> **Exercises to complete**
a. According to the DRIFT search page, what does the name DRIFT stand for?
b. Reproduce the part of the DRIFT search page that starts at "Combining Local and" and ends at "complex user queries.".

> **Passage**
- - -
DRIFT Search 🔎

Combining Local and Global Search

GraphRAG is a technique that uses large language models (LLMs) to create knowledge graphs and summaries from unstructured text documents and leverages them to improve retrieval-augmented generation (RAG) operations on private datasets. It offers comprehensive global overviews of large, private troves of unstructured text documents while also enabling exploration of detailed, localized information. By using LLMs to create comprehensive knowledge graphs that connect and describe entities and relationships contained in those documents, GraphRAG leverages semantic structuring of the data to generate responses to a wide variety of complex user queries.

DRIFT search (Dynamic Reasoning and Inference with Flexible Traversal) builds upon Microsoft’s GraphRAG technique, combining characteristics of both global and local search to generate detailed responses in a method that balances computational costs with quality outcomes using our drift search method.

Methodology

Figure 1. An entire DRIFT search hierarchy highlighting the three core phases of the DRIFT search process. A (Primer): DRIFT compares the user’s query with the top K most semantically relevant community reports, generating a broad initial answer and follow-up questions to steer further exploration. B (Follow-Up): DRIFT uses local search to refine queries, producing additional intermediate answers and follow-up questions that enhance specificity, guiding the engine towards context-rich information. A glyph on each node in the diagram shows the confidence the algorithm has to continue the query expansion step. C (Output Hierarchy): The final output is a hierarchical structure of questions and answers ranked by relevance, reflecting a balanced mix of global insights and local refinements, making the results adaptable and comprehensive.
- - -
> **Entries shown**

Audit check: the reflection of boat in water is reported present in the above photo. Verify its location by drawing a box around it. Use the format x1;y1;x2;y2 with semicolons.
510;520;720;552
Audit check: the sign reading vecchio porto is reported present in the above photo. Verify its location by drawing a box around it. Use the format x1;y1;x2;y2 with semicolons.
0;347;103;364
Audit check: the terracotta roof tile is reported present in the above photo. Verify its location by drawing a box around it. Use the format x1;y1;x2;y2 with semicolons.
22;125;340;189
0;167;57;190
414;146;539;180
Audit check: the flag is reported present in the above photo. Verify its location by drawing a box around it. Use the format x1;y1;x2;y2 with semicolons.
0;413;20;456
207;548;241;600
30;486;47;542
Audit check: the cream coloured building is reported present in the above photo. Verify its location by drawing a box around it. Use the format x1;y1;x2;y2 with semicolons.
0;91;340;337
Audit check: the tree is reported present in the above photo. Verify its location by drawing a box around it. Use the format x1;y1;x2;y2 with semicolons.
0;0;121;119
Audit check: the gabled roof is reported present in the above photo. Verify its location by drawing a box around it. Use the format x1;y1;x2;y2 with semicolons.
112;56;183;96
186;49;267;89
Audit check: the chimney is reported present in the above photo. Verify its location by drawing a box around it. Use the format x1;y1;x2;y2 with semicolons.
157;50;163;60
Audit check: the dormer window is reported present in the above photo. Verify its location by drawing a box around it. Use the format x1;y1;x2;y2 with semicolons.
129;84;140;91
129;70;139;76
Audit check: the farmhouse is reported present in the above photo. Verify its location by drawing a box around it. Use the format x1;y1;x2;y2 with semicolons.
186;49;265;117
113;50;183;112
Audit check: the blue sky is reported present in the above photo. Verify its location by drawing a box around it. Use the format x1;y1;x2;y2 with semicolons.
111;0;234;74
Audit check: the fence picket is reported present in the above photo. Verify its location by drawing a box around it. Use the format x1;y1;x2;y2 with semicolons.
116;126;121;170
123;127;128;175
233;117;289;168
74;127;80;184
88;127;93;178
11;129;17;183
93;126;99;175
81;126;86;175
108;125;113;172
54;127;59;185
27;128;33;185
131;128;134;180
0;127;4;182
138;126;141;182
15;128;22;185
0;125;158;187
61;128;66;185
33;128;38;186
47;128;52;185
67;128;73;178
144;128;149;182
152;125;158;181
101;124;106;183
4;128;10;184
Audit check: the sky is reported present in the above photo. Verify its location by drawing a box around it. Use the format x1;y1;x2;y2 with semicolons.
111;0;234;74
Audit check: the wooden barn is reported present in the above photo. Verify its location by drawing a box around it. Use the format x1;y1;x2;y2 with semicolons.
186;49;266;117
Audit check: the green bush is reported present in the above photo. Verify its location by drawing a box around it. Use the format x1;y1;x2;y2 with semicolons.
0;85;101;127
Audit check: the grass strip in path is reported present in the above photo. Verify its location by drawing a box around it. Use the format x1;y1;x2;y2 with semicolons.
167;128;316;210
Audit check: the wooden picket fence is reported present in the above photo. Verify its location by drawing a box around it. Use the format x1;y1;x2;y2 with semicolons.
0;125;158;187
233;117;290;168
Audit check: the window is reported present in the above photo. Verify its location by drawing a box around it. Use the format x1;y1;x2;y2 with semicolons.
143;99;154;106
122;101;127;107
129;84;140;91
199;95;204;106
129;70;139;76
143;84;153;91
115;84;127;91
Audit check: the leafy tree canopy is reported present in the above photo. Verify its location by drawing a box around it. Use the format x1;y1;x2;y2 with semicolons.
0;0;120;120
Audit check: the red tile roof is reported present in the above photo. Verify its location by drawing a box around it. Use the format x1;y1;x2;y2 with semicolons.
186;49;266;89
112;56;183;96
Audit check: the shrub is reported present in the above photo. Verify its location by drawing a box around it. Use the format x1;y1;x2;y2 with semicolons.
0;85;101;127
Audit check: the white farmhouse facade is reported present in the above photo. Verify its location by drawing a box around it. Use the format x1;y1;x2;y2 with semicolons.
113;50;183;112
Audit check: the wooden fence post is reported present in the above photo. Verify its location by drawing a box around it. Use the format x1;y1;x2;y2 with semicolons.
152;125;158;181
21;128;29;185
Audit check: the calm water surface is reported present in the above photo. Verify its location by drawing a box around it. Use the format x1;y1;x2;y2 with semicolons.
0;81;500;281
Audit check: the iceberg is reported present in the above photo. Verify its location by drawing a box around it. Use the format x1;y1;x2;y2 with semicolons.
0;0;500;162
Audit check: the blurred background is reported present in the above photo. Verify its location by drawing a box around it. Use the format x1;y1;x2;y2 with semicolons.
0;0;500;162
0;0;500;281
- - -
> **Solution set**
a. Dynamic Reasoning and Inference with Flexible Traversal.

b.
Combining Local and Global Search

GraphRAG is a technique that uses large language models (LLMs) to create knowledge graphs and summaries from unstructured text documents and leverages them to improve retrieval-augmented generation (RAG) operations on private datasets. It offers comprehensive global overviews of large, private troves of unstructured text documents while also enabling exploration of detailed, localized information. By using LLMs to create comprehensive knowledge graphs that connect and describe entities and relationships contained in those documents, GraphRAG leverages semantic structuring of the data to generate responses to a wide variety of complex user queries.